Fragmento de la página:
Siete de los 11 hijos de Ramón armaron las valijas y partieron a Buenos Aires a estudiar y trabajar. Ramón, un obrero de 65 años, vive desde los 9 años en el Paraje 29 (a 18 km al este de Olmos). El trabajo apenas da para unos pocos, aseguró. Se crían chivos, terneros y algún chancho, pero “no da para nada”. “Igual nos arreglamo’ con poco", dijo. “Acá somos felices con poca cosa. Vivimos del carbón cuando las lluvias lo permiten y los camiones entran, sino no tenemos a quién venderle”. Según sus cálculos, hace un par de años vivían en el paraje unas 800 personas, pero hoy son 200 porque los jóvenes deben partir a una ciudad a ganarse la vida y buscar nuevos rumbos. En los parajes tampoco hay hospitales. Deben ir al de Olmos. Este pueblo perdido y olvidado para los argentinos de grandes ciudades, según Ana. El centro y el sur es una potencia, lamentó, todo fábricas. “Nosotros estamos al norte de Santa Fe, donde el diablo perdió el poncho”.

Datos proporcionados:
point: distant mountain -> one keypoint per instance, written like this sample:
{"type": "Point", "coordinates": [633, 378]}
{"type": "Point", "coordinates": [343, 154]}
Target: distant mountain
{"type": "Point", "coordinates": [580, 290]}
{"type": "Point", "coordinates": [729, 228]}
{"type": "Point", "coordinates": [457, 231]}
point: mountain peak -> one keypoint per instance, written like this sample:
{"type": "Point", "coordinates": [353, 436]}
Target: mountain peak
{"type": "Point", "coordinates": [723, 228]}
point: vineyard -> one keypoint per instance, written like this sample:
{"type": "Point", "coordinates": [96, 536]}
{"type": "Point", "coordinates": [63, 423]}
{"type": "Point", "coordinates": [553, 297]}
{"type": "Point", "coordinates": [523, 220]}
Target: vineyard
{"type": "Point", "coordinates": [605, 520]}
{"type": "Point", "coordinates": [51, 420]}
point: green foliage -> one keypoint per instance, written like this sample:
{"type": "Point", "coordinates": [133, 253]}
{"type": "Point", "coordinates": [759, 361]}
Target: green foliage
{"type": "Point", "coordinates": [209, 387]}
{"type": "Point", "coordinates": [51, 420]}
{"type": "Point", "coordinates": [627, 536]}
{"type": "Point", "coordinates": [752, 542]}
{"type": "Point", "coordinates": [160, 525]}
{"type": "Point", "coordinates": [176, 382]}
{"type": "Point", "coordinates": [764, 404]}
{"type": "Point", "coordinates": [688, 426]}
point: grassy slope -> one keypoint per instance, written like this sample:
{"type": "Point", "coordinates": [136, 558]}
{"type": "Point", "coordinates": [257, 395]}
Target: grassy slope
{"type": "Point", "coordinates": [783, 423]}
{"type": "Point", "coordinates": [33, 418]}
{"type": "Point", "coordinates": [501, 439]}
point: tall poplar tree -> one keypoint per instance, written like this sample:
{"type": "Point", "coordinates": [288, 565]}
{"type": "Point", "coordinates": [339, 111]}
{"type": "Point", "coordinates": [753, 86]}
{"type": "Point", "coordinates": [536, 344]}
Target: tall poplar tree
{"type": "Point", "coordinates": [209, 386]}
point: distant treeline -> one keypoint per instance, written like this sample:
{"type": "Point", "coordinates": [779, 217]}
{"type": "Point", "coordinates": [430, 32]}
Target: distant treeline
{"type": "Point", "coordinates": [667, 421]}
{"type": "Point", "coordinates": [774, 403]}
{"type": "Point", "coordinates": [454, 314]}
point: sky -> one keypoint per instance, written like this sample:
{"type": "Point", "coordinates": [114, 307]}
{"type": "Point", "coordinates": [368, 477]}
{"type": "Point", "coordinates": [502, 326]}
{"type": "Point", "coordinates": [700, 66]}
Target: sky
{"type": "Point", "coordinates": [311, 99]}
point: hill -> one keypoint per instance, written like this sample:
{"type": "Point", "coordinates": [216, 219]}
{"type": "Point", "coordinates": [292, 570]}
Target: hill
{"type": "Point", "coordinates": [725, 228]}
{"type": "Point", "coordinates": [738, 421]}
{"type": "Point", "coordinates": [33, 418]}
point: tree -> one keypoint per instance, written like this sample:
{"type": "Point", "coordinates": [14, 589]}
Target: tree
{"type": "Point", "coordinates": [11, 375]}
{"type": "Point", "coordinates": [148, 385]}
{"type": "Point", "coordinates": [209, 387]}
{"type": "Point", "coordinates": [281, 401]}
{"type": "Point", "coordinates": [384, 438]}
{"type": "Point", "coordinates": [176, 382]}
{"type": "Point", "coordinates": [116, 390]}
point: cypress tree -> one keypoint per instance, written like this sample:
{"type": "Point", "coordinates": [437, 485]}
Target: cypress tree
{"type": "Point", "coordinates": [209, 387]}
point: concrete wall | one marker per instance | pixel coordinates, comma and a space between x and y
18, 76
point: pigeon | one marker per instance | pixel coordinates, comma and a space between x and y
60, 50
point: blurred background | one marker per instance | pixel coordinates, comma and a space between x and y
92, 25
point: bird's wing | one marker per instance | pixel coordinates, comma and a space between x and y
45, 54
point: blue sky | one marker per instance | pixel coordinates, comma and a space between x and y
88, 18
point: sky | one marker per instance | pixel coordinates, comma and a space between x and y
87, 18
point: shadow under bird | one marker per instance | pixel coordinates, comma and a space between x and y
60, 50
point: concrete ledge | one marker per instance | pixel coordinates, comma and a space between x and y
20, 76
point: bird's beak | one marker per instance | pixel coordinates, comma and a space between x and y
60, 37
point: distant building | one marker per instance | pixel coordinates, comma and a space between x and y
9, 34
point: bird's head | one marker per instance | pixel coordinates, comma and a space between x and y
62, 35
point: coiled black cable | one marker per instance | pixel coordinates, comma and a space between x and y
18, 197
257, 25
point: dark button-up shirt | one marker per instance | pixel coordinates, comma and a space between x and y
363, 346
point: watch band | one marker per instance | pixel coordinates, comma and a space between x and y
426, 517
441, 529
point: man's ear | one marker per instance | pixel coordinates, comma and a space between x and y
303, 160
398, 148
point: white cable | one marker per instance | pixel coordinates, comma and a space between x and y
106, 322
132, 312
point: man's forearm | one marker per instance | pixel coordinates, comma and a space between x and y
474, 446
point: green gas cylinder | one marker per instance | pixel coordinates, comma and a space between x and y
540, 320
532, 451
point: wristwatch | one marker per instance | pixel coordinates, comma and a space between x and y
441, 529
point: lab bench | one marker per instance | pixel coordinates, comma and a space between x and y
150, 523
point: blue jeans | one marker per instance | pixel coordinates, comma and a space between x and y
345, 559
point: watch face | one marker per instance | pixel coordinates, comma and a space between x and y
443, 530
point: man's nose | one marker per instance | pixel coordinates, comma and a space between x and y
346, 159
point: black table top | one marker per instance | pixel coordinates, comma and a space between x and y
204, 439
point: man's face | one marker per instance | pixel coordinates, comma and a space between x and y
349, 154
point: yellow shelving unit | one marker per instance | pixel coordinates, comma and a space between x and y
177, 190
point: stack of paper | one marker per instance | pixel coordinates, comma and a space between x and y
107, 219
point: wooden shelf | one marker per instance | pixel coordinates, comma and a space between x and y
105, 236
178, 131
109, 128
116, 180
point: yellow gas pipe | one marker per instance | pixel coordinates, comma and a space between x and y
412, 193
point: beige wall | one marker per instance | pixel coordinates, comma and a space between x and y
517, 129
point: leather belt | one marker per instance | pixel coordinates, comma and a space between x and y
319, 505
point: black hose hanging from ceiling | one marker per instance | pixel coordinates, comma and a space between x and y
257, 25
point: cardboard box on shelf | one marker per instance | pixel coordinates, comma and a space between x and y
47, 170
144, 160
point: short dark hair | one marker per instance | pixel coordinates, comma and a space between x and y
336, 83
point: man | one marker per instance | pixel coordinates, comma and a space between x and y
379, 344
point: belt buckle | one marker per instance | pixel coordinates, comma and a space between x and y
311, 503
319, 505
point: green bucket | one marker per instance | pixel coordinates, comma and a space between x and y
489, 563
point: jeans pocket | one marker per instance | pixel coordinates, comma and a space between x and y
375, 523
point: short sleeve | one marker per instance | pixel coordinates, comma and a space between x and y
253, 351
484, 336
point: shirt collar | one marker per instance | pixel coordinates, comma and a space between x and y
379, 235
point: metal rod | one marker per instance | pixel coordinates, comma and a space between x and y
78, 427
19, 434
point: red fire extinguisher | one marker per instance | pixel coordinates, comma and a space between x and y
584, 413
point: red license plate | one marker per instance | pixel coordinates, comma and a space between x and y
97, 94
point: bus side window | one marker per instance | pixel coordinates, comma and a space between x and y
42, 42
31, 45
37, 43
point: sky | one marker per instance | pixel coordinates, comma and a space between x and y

Instrucciones de la tarea: Transcribe íntegro el fragmento sobre el Paraje 29, sin alterar ni una palabra.

Resultado del ejercicio:
Siete de los 11 hijos de Ramón armaron las valijas y partieron a Buenos Aires a estudiar y trabajar. Ramón, un obrero de 65 años, vive desde los 9 años en el Paraje 29 (a 18 km al este de Olmos). El trabajo apenas da para unos pocos, aseguró. Se crían chivos, terneros y algún chancho, pero “no da para nada”. “Igual nos arreglamo’ con poco", dijo. “Acá somos felices con poca cosa. Vivimos del carbón cuando las lluvias lo permiten y los camiones entran, sino no tenemos a quién venderle”. Según sus cálculos, hace un par de años vivían en el paraje unas 800 personas, pero hoy son 200 porque los jóvenes deben partir a una ciudad a ganarse la vida y buscar nuevos rumbos. En los parajes tampoco hay hospitales. Deben ir al de Olmos. Este pueblo perdido y olvidado para los argentinos de grandes ciudades, según Ana. El centro y el sur es una potencia, lamentó, todo fábricas. “Nosotros estamos al norte de Santa Fe, donde el diablo perdió el poncho”.